- Set task:
Copy the material starting at its first line and ending at the line containing "<point>385,253</point>", swapping "man silhouette" for "person silhouette" and changing nothing else.

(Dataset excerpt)
--- start ---

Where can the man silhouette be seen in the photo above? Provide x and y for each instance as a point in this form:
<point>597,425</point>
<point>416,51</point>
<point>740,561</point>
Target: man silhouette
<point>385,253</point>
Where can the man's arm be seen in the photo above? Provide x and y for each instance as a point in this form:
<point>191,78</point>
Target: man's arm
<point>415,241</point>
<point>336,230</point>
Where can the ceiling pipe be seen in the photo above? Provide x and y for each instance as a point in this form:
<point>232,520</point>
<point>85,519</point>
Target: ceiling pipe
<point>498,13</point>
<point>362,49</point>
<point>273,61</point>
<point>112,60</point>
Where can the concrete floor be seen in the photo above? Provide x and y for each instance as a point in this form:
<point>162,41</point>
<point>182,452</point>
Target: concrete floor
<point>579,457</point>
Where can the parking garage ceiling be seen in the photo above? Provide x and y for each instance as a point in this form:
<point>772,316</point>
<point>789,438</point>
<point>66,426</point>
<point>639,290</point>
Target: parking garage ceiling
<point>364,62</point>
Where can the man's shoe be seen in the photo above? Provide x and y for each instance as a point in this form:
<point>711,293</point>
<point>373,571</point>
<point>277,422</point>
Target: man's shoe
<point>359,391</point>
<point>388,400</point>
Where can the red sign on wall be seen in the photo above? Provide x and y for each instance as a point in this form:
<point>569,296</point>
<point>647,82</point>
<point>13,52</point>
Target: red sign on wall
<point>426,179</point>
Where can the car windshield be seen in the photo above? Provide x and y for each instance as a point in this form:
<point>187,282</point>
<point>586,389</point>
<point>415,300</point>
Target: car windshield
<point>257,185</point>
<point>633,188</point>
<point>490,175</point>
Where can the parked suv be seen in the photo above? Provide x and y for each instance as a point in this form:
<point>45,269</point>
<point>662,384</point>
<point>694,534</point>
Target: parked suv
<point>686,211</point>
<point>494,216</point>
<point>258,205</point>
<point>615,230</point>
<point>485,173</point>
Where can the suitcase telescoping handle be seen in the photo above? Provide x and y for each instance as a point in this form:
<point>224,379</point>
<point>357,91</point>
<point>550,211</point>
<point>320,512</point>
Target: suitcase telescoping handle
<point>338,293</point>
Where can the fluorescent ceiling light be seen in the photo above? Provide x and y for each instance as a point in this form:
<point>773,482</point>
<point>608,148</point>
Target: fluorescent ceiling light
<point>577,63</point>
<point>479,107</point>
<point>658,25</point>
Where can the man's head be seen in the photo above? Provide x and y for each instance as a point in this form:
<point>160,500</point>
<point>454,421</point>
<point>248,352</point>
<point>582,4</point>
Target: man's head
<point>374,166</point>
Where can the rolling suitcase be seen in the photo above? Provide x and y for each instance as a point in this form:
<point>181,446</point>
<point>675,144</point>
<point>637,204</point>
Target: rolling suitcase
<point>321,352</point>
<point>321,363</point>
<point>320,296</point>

--- end ---

- Exercise result:
Where can the person silhouette be seen in the photo above? Provide x and y for each instance as a point in this form:
<point>597,425</point>
<point>416,51</point>
<point>740,561</point>
Target: person silhouette
<point>385,253</point>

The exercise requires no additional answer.